(Page extract begins)
Now Reading
ELIZABETH BLUE: Heartfelt, But Undermined By A Nasty Ending

ELIZABETH BLUE: Heartfelt, But Undermined By A Nasty Ending

Avatar photo
ELIZABETH BLUE: Heartfelt, But Undermined By A Nasty Ending

Twist endings present a problem for a film critic. If the twist is big enough, you can’t ignore it in a write-up. But to even dance around the subject risks spoiling the film for the viewer. The end of Elizabeth Blue presents a further problem, in that the ending completely nullifies everything we’ve already seen happen.

As it comes ninety percent of the way through the film, the sections entitled Plot and The Good, The Bad and The Cliché are written as if the twist ending did not occur. The surprise denouement is addressed directly (but without spoilers) in *That Ending*, and the conclusion. If you already feel like this has told you too much, you should hold off reading the rest of this review until after you’ve seen the movie.

For everyone else, let’s get into it.

Elizabeth Blue

Elizabeth (Anna Schafer), has been in an in-patient facility for some time, diagnosed with schizophrenia, obsessive-compulsive disorder, and anxiety. She is released into the care of her fiancé, Grant (Ryan Vincent).
(Page extract ends)
(Supplied information begins)
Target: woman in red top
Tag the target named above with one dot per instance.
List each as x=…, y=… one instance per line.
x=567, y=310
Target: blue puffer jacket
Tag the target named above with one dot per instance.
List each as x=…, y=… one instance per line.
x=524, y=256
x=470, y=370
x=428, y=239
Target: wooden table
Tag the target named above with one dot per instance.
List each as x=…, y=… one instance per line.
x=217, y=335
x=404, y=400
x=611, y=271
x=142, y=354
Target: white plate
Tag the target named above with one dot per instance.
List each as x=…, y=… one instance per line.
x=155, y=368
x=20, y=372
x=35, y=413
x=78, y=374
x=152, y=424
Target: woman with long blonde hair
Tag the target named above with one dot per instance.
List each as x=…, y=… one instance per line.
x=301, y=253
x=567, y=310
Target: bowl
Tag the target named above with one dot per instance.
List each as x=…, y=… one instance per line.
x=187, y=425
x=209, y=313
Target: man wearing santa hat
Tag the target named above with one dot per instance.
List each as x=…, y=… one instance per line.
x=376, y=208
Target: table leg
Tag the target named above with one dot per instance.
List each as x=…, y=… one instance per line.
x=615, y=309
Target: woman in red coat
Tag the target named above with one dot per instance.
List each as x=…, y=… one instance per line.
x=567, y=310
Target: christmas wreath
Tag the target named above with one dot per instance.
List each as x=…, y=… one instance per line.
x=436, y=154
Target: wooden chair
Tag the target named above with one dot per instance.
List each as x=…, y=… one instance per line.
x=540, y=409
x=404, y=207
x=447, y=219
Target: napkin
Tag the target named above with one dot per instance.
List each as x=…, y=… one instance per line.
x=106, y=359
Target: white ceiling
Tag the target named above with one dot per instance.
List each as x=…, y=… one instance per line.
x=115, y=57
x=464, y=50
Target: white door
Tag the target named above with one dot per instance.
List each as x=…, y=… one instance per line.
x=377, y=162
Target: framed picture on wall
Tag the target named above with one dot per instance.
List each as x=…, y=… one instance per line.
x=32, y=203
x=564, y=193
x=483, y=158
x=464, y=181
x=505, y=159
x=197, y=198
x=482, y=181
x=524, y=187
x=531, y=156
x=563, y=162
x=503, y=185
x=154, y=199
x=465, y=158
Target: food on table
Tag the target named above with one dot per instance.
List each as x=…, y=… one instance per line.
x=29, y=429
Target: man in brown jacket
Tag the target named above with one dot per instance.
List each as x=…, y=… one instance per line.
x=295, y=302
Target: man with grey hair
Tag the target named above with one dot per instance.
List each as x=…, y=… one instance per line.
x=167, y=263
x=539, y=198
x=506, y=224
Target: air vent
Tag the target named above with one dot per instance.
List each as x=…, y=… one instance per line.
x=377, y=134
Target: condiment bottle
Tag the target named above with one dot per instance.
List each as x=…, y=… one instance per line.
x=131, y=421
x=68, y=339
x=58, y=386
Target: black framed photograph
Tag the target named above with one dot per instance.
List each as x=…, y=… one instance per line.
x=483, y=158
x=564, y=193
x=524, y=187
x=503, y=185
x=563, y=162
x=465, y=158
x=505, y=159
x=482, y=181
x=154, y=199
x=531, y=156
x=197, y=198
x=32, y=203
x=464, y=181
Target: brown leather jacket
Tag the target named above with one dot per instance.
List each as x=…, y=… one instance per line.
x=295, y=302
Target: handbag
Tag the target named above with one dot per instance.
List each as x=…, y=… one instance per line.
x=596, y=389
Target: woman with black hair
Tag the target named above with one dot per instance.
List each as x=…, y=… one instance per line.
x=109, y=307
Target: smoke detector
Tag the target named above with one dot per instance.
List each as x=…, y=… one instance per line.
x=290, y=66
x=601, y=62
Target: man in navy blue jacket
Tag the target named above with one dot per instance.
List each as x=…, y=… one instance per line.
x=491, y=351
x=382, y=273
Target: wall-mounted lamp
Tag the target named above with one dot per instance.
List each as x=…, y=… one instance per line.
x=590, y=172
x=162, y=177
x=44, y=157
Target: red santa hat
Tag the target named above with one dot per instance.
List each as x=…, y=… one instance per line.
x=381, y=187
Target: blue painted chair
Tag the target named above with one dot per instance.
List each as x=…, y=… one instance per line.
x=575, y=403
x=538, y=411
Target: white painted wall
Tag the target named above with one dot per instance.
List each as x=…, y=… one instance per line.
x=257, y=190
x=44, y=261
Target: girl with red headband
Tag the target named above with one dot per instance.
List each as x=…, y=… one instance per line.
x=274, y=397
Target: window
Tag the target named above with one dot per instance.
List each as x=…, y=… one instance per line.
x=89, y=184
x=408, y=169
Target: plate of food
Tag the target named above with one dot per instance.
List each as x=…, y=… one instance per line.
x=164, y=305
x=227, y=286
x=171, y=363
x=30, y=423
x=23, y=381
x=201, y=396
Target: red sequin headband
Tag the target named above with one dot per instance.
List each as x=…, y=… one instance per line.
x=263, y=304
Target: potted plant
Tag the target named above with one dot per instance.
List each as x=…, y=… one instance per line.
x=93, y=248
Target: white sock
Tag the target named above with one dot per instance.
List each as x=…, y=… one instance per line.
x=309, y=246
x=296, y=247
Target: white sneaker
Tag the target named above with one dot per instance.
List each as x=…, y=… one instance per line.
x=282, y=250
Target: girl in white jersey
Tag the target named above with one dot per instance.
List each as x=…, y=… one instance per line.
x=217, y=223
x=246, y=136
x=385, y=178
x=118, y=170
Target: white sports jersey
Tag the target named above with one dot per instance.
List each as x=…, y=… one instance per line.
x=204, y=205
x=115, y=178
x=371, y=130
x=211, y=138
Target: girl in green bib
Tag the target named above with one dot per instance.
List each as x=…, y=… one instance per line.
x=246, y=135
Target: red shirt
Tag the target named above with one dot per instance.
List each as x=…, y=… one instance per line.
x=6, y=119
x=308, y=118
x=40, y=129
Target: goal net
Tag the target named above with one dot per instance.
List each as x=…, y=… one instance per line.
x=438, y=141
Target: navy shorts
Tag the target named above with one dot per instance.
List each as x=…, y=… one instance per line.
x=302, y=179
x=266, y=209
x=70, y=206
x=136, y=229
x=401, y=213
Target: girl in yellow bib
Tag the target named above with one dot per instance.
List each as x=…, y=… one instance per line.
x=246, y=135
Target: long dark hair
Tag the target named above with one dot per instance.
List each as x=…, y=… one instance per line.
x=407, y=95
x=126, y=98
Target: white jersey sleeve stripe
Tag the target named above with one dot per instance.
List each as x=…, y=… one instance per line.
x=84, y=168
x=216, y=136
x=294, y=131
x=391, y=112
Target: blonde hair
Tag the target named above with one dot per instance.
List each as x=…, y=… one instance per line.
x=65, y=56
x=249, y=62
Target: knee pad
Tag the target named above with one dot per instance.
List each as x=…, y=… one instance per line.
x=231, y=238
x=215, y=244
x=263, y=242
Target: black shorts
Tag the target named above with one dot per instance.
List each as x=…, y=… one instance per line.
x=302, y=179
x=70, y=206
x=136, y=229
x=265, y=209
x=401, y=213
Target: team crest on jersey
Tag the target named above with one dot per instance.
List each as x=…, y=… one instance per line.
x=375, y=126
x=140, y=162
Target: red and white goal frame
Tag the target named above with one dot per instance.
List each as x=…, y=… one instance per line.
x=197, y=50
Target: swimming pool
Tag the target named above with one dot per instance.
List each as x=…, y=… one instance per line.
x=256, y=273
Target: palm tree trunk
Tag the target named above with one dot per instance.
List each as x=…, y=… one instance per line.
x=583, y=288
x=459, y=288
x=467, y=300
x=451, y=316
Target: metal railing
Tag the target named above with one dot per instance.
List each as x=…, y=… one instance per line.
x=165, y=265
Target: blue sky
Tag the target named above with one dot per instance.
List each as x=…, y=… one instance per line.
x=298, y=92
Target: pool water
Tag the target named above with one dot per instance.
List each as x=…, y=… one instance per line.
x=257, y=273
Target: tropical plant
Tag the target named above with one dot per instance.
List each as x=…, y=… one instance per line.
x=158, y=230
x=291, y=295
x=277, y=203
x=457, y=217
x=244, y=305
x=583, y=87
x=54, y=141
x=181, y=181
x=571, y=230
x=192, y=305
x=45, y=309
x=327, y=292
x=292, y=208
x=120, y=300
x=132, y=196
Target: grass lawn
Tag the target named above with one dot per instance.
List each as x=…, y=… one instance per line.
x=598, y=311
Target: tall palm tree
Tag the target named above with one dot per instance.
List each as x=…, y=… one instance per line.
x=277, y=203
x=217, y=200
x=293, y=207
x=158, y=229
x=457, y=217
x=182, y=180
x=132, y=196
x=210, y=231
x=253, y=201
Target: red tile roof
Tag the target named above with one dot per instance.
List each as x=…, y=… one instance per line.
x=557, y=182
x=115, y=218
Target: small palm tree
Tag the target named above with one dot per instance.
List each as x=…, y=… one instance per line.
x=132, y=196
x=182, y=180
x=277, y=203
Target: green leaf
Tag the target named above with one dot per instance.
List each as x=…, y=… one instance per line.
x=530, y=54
(Supplied information ends)
> Task:
Continue the Elizabeth Blue film review from the end of its last sentence.

> The answer:
Life with Elizabeth’s c*cktail of mental illnesses is difficult, to say the least. She suffers from hallucinations that leave her screaming, suicidal impulses, and beneath it all, a profound fear that she’ll never be able to live a normal life. A hideous relationship with her mother (Kathleen Quinlan) doesn’t help matters.

ELIZABETH BLUE: Heartfelt, But Undermined By A Nasty Ending
source: Global Digital Releasing

But amongst all the chaos, Elizabeth has two sources of help; her new psychiatrist, Dr Bowman (Adewale Akinnuoye-Agbaje), and Grant, who is always there for her with loving arms and a listening ear.

The Good, The Bad and The Cliché

Vincent Sabella, writer-director of Elizabeth Blue, suffers from mental health problems. Some of the things that Elizabeth goes through in the movie, like the hallucination that a train is coming straight for her, are taken straight from Sabella’s own life. That the writer-director knows first-hand how it feels to live with extreme mental illness gives this film a depth and a texture it wouldn’t otherwise have had.

Depth is also provided by two wonderful central performances from Anna Schafer and Ryan Vincent. Schafer spends the whole movie looking uncomfortable. She’s always moving, and struggles to make eye contact. For most of the time, she looks like she’s on another plain entirely. Her few instances of hysteria, like the train episode, and the hallucination where we meet Tim (Christopher Ashman), are performed particularly well.

Vincent has a far less showy role (though as much of her performance is so inward, it seems wrong to call Schafer‘s part ‘showy’), but he approaches it with an affecting gentleness. He isn’t some robot who always knows entirely what to do; during her hallucinations, the confusion he feels is palpable. But his constant exhibitions of love, as well as the levity he brings as he is trying to calm Elizabeth, are touching.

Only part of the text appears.